Aviation-security careers
How to Become a Dangerous Goods Officer in India
Last updated: 7 Jul 2026Reviewed by Ms. Rubab Nizami, Lead AVSEC Faculty
In short
A dangerous goods (DG) officer makes sure hazardous items are classified, packed, marked, labelled and documented correctly before they fly. The route is DGR (Dangerous Goods Regulations) training for the relevant staff category, understanding the 9 DG classes, and a role in airline cargo, ground handling or a freight forwarder.
- Framework
- ICAO TI · IATA DGR
- Core knowledge
- 9 DG classes
- Key document
- Shipper's Declaration
- Employers
- Cargo · ground handling
- Eligibility
- 18+, 12th pass or graduate, good with rules and documentation; DGR training appropriate to the job category.
- Indicative salary
- About ₹20,000–45,000/month depending on employer and seniority, higher for specialists (indicative, varies — not a guarantee).
How to become a Dangerous Goods Officer: step by step
Learn the dangerous-goods framework
Understand the 9 DG classes and how ICAO Technical Instructions and the IATA DGR govern carrying hazardous materials by air.
Complete DGR training for your category
Do dangerous-goods training at the level required for your staff category (acceptance, handling, documentation), as mandated for the role.
Master packing, marking and labelling
Learn correct packaging, the hazard labels and marks, and how to check a Shipper's Declaration for dangerous goods.
Take a DG role in cargo or ground handling
Join an airline cargo team, ground handler or freight forwarder in a DG acceptance/handling role, keeping your certification current.
What a dangerous goods officer does
- Classify goods against the 9 dangerous-goods classes
- Check packing, marking, labelling and the DG declaration
- Verify documentation and acceptance against the IATA DGR / ICAO TI
- Reject or make safe non-compliant or undeclared dangerous goods
- Advise staff and keep DG training and records current
Skills that help
- Precision with rules and paperwork
- Knowledge of the 9 DG classes
- Hazard-label recognition
- Care and responsibility
Where you can work
- Airline cargo departments
- Ground-handling agents
- Freight forwarders / Regulated Agents
- Cargo terminals
What are the 9 dangerous goods classes?
The nine classes are: 1 explosives, 2 gases, 3 flammable liquids, 4 flammable solids, 5 oxidizers and organic peroxides, 6 toxic and infectious substances, 7 radioactive material, 8 corrosives, and 9 miscellaneous dangerous goods (including lithium batteries). A DG officer classifies every shipment into these.
An honest note
This is a career-information guide. Wings Institute provides aviation-security training only — it does not recruit, place candidates in jobs, or guarantee employment. Salary figures are indicative ranges that vary by employer, airport, city and experience. Hiring, certification and recruitment are decided by employers and the relevant authorities (such as CISF and BCAS-approved organisations), not by us.
Quick answers
Is dangerous goods the same as AVSEC?
They overlap but differ: AVSEC is about security (stopping deliberate threats), while dangerous goods is about safety (handling hazardous materials correctly). Cargo staff often need both.

TASK 1 » List every workplace named under "Where you can work" in the dangerous goods officer guide.
TASK 2 » Retype the dangerous goods officer guide from "Quick answers" up to and including "often need both.".

Point localization data »
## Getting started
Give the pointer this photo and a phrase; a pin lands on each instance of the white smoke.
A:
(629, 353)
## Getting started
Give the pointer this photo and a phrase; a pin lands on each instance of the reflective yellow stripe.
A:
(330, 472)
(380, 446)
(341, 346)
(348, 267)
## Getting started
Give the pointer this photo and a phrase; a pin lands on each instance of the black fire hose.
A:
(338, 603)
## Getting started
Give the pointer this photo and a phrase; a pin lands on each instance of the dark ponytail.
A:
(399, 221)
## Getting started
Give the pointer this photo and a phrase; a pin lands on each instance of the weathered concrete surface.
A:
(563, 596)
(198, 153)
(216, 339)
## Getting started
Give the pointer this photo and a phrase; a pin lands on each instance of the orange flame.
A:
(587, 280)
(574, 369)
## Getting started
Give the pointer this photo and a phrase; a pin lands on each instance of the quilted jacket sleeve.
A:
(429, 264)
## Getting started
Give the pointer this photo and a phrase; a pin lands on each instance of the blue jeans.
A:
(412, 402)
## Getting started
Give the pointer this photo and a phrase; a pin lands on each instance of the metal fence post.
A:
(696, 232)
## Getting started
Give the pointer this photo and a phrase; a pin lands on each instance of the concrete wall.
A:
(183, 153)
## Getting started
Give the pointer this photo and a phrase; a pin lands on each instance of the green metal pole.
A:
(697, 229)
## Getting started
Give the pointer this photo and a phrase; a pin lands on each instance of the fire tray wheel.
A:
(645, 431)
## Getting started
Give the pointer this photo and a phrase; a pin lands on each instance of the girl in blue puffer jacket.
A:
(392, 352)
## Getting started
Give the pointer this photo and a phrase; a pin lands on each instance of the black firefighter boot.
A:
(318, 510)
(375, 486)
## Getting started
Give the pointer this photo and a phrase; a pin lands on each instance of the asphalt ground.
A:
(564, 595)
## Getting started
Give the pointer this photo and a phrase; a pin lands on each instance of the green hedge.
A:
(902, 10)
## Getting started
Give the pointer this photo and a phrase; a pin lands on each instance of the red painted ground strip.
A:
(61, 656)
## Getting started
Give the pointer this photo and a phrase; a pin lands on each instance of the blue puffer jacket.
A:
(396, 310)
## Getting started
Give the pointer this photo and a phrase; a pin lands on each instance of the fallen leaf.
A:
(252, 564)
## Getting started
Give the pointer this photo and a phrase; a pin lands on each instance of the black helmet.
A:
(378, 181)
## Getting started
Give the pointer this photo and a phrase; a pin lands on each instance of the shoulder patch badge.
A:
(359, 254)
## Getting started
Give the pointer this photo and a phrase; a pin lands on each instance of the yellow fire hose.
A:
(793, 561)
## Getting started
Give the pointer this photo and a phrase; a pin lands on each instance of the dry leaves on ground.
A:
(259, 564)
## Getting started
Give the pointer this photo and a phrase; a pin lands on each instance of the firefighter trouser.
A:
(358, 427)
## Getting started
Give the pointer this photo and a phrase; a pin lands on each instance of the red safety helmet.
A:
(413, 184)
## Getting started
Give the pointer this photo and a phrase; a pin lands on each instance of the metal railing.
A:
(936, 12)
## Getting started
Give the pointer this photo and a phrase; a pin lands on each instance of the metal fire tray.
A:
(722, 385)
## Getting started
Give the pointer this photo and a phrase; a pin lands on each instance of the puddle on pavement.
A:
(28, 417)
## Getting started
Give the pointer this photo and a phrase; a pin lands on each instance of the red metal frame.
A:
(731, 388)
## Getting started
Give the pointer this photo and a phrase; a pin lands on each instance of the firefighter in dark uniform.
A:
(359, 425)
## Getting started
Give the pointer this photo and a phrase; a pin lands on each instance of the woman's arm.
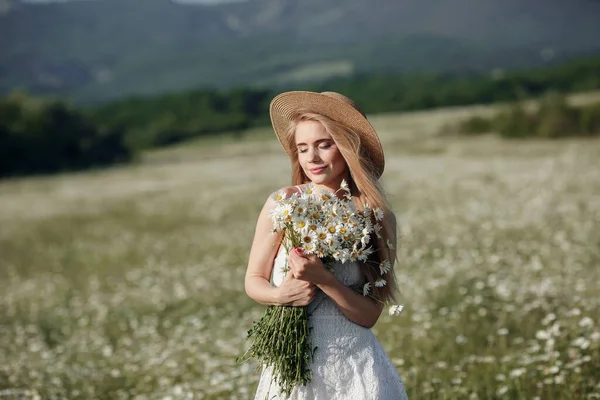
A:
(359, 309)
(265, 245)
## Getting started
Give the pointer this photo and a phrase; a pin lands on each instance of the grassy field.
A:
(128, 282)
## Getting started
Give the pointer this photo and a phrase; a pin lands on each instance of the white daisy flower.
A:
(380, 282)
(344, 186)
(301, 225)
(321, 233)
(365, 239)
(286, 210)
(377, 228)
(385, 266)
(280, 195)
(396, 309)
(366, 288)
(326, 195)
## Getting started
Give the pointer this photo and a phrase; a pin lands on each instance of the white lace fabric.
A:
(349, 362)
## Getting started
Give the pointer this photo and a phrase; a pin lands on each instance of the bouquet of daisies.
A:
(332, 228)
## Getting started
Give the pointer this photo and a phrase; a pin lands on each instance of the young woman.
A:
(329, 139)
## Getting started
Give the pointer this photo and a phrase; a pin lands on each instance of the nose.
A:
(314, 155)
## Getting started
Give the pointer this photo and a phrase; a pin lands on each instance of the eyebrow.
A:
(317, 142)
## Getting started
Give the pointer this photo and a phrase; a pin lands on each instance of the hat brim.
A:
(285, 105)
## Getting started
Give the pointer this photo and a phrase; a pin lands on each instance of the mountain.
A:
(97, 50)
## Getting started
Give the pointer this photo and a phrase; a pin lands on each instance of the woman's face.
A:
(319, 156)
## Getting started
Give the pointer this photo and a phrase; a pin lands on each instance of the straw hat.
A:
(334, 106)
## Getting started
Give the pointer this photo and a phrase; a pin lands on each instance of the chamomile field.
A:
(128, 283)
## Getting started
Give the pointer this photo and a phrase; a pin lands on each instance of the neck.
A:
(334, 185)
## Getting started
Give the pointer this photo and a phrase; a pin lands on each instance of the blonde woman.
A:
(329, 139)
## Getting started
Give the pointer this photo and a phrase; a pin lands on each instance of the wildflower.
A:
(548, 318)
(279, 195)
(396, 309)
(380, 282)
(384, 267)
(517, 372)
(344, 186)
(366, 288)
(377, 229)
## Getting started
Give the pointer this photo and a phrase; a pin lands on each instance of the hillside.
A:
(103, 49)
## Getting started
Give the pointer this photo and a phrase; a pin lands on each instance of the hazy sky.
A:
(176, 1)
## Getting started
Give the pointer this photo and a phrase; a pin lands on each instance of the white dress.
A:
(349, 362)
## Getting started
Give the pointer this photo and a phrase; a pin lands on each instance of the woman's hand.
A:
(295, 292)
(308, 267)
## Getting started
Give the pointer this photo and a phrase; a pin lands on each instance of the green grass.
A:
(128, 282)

...

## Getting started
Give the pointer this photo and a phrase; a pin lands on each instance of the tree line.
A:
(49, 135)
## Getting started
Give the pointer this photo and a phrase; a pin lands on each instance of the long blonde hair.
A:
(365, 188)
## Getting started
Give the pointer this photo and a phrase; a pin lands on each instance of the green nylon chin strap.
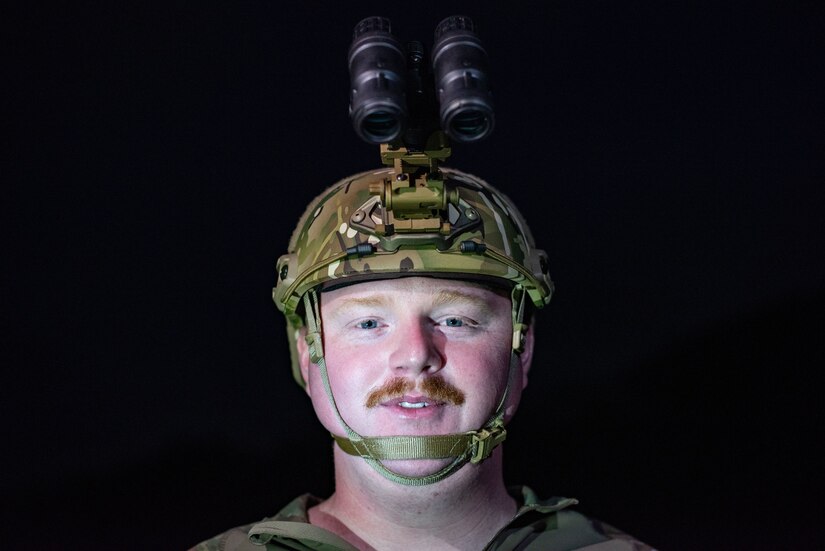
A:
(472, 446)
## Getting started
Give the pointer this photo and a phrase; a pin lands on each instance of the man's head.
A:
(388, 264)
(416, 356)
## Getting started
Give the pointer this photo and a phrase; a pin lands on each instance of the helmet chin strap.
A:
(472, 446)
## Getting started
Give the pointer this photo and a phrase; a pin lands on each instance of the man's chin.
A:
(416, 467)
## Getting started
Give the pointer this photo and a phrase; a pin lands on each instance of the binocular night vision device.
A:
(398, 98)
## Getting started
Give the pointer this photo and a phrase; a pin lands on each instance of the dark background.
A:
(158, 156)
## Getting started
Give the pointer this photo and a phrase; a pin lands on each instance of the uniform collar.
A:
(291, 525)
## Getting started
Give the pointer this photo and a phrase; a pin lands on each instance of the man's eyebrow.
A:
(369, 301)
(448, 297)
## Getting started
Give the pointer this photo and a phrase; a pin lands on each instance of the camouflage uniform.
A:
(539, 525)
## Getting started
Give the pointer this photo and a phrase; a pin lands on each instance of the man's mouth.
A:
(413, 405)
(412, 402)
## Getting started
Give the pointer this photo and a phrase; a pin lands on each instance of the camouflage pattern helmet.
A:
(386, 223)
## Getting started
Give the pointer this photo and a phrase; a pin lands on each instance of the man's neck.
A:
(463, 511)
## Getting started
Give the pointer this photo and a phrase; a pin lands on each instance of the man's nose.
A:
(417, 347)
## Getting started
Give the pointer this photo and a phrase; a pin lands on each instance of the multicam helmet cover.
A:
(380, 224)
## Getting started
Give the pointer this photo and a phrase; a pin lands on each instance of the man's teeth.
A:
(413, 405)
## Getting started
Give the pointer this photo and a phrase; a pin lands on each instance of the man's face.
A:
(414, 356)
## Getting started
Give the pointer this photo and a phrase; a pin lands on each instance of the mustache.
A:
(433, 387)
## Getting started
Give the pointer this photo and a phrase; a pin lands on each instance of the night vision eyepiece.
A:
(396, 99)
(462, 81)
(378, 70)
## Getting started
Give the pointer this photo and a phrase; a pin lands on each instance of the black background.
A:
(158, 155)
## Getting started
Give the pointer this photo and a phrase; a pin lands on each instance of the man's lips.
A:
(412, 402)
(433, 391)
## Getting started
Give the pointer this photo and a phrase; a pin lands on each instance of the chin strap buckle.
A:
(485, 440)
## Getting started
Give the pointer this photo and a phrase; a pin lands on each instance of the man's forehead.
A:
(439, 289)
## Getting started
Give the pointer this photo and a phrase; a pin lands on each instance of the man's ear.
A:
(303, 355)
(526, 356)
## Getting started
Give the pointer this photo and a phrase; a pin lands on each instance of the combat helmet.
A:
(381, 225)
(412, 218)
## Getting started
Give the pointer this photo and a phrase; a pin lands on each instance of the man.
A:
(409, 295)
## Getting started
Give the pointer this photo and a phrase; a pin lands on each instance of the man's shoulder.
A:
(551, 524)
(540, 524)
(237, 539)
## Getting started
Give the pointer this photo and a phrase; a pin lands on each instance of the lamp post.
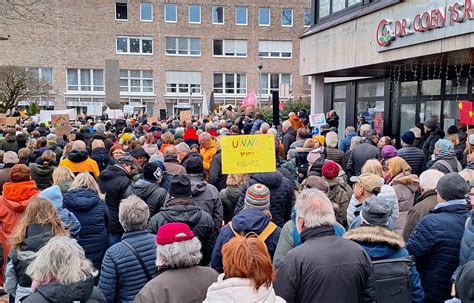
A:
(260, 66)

...

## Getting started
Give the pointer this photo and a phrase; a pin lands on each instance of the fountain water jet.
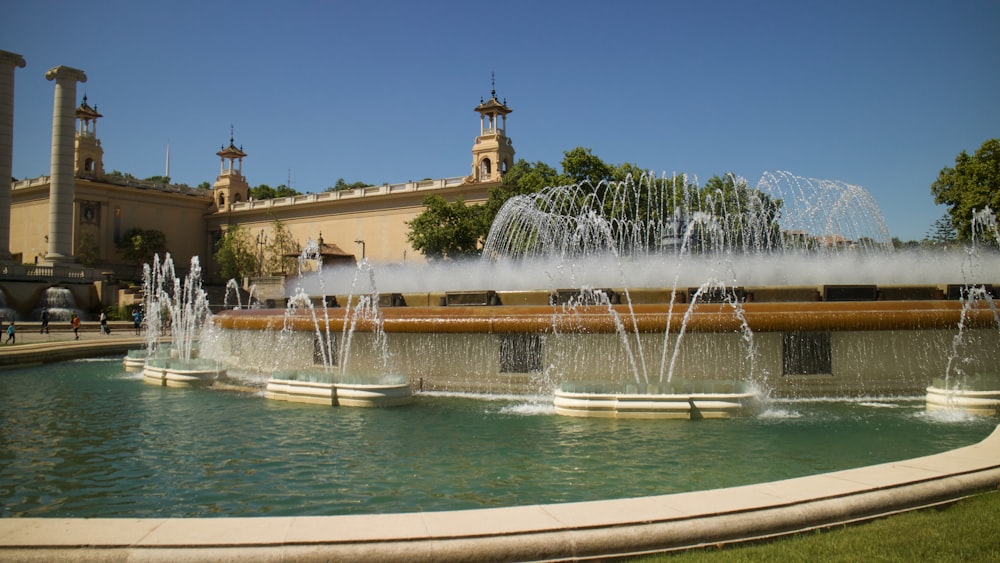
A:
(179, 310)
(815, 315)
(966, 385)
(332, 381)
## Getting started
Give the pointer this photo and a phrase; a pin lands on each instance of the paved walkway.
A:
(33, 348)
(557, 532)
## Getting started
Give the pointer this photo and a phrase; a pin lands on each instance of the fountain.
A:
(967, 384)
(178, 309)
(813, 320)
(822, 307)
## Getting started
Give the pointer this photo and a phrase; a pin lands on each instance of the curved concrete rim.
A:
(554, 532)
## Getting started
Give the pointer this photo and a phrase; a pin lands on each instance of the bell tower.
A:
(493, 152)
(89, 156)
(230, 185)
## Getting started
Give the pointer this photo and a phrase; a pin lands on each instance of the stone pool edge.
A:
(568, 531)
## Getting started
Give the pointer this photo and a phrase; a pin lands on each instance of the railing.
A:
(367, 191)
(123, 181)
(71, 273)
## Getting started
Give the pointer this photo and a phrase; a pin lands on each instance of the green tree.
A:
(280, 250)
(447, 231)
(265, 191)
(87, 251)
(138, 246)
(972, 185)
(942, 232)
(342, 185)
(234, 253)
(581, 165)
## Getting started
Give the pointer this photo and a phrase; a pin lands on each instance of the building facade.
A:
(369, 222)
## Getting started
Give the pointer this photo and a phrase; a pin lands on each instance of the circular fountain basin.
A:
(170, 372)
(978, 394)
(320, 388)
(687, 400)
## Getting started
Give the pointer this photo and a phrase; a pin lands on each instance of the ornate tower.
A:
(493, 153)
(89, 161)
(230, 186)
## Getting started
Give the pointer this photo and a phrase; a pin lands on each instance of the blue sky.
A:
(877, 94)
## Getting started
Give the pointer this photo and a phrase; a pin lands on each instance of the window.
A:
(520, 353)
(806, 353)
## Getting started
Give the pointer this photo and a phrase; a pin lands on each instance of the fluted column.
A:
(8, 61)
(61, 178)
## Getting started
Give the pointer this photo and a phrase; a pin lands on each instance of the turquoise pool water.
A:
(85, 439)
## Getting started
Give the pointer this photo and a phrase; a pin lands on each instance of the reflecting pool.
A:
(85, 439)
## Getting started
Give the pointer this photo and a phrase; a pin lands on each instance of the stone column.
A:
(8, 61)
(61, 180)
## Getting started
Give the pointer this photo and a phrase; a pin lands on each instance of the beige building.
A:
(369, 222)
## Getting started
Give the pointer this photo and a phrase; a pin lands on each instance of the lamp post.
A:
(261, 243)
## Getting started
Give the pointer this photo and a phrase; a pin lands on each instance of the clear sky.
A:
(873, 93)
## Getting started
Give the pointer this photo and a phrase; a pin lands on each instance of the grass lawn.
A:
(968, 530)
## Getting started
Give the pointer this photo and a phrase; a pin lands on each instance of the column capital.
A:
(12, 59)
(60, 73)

REPLY 1 »
- Airline cargo departments
- Ground-handling agents
- Freight forwarders / Regulated Agents
- Cargo terminals

REPLY 2 »
Quick answers
Is dangerous goods the same as AVSEC?
They overlap but differ: AVSEC is about security (stopping deliberate threats), while dangerous goods is about safety (handling hazardous materials correctly). Cargo staff often need both.